Input material:

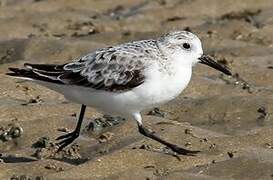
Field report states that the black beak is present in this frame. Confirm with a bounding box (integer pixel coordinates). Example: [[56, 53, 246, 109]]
[[198, 54, 232, 75]]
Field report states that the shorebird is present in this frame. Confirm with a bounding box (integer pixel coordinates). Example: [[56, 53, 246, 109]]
[[7, 31, 231, 155]]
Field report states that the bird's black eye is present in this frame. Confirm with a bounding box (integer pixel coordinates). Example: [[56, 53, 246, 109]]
[[182, 43, 191, 49]]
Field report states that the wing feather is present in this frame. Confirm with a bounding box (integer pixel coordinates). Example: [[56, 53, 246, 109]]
[[7, 40, 161, 92]]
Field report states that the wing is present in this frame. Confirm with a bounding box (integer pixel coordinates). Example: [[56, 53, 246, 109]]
[[7, 41, 159, 92]]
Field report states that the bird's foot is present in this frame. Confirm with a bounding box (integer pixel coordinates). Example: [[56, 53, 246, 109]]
[[167, 144, 200, 156], [55, 131, 79, 152]]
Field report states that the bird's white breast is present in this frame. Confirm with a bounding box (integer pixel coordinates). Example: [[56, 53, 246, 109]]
[[132, 63, 192, 109]]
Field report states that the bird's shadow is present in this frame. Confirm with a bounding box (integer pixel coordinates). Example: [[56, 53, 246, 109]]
[[0, 155, 37, 163], [52, 157, 89, 165]]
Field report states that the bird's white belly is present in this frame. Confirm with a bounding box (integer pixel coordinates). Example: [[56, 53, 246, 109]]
[[63, 88, 139, 117]]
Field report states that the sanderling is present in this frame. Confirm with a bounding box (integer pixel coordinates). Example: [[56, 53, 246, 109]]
[[7, 31, 231, 155]]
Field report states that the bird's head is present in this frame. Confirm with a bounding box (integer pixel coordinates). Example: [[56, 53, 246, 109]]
[[158, 31, 231, 75]]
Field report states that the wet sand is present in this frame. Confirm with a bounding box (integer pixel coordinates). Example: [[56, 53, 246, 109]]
[[1, 0, 273, 179]]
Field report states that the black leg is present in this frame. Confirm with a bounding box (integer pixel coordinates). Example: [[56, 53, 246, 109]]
[[56, 104, 86, 151], [138, 124, 200, 156]]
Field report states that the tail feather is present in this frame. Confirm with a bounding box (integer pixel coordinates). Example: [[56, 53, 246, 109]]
[[6, 64, 65, 84], [6, 67, 33, 78], [7, 63, 88, 86]]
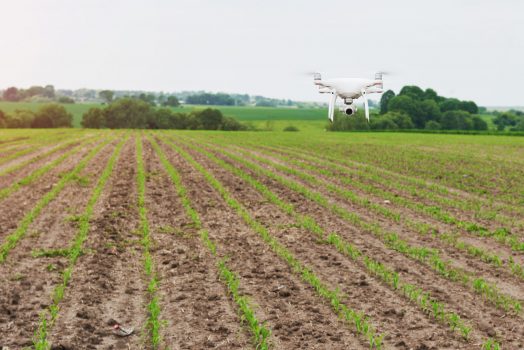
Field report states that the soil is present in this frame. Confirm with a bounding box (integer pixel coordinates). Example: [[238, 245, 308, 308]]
[[2, 132, 523, 350]]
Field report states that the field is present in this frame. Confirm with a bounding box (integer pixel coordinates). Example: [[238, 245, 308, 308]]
[[0, 129, 523, 349]]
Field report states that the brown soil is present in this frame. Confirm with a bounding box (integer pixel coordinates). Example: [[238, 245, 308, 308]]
[[0, 139, 117, 348], [185, 139, 524, 349], [2, 132, 523, 350]]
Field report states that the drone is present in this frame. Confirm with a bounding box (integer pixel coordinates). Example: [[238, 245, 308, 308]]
[[313, 72, 384, 122]]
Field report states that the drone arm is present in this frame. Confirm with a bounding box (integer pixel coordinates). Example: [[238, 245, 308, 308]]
[[328, 91, 337, 122], [361, 89, 369, 122]]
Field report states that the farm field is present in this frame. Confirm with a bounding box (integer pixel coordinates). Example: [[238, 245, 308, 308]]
[[0, 129, 523, 349]]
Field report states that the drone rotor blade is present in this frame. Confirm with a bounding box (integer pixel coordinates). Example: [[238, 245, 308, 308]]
[[361, 89, 369, 122], [328, 92, 337, 122]]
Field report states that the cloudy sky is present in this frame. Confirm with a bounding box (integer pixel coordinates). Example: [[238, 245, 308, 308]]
[[1, 0, 522, 105]]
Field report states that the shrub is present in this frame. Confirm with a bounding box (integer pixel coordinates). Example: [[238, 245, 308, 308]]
[[81, 108, 106, 128], [425, 120, 441, 130], [32, 104, 72, 128], [283, 125, 299, 132]]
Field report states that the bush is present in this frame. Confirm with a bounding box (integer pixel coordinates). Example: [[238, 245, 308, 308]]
[[32, 104, 72, 128], [471, 116, 488, 130], [195, 108, 223, 130], [105, 98, 152, 129], [0, 110, 7, 128], [6, 110, 34, 128], [440, 110, 473, 130], [283, 125, 299, 132], [425, 120, 441, 130], [81, 108, 106, 128], [58, 96, 75, 104], [222, 116, 246, 131]]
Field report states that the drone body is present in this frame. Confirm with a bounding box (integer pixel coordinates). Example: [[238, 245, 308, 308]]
[[313, 73, 384, 122]]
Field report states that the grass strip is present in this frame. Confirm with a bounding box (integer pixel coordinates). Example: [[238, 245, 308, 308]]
[[148, 134, 271, 349], [160, 135, 386, 349], [33, 135, 127, 349], [0, 139, 112, 263]]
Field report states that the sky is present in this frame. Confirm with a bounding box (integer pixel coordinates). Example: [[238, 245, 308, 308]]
[[0, 0, 522, 106]]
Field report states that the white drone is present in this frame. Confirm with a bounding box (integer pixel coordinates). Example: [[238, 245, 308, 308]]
[[313, 72, 384, 122]]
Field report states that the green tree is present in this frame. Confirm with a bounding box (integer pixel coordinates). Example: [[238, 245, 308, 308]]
[[440, 110, 472, 130], [425, 120, 441, 130], [387, 95, 425, 128], [104, 98, 151, 128], [163, 95, 180, 107], [399, 85, 424, 100], [0, 110, 6, 128], [81, 107, 106, 128], [380, 90, 395, 114], [32, 104, 72, 128], [99, 90, 114, 104], [43, 85, 55, 98], [439, 98, 461, 112], [471, 116, 488, 130], [195, 108, 224, 130], [6, 110, 34, 128], [459, 100, 478, 114], [420, 99, 441, 122], [423, 88, 439, 101], [493, 112, 518, 131]]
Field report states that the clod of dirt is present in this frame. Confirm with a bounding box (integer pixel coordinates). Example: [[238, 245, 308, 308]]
[[76, 310, 89, 319], [106, 318, 118, 326]]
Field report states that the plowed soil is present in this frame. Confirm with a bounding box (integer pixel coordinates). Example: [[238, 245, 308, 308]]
[[1, 131, 523, 350]]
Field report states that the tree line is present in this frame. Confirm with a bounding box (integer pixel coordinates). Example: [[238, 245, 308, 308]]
[[329, 85, 496, 131], [0, 104, 73, 128], [81, 98, 249, 130]]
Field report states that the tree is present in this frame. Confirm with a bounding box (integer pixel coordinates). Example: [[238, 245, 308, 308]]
[[379, 90, 395, 114], [58, 96, 75, 104], [3, 87, 20, 101], [195, 108, 224, 130], [6, 110, 34, 128], [439, 98, 461, 113], [399, 85, 425, 100], [493, 112, 518, 131], [104, 98, 151, 128], [440, 110, 472, 130], [387, 95, 425, 128], [419, 99, 441, 123], [43, 85, 55, 98], [471, 116, 488, 130], [163, 95, 180, 107], [459, 101, 478, 114], [423, 88, 438, 101], [99, 90, 114, 104], [81, 108, 106, 128], [425, 120, 441, 130], [0, 110, 6, 128], [32, 104, 73, 128]]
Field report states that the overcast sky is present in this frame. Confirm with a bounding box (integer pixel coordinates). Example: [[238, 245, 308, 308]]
[[1, 0, 522, 105]]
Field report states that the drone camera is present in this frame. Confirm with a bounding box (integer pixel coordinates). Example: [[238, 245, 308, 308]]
[[313, 73, 321, 81], [339, 104, 357, 116]]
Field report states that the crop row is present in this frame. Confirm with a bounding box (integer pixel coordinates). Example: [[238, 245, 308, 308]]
[[160, 135, 386, 349], [136, 136, 163, 348], [0, 138, 113, 262], [148, 135, 271, 349], [33, 136, 127, 349], [176, 137, 482, 340], [270, 143, 524, 221], [186, 136, 522, 315], [0, 135, 95, 178], [232, 144, 524, 280], [0, 137, 102, 201]]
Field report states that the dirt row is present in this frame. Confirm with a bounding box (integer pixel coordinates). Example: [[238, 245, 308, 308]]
[[172, 137, 524, 349]]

How to complete this task: Repeat only the lines starting at the one that contains "Field report states that the dirt" and ending at the last line above, exactly as written.

Response to this exercise:
Field report states that the dirt row is present in this frame. Confirm with a bounding box (integer pixel coordinates). Example: [[238, 245, 308, 308]]
[[172, 137, 524, 349]]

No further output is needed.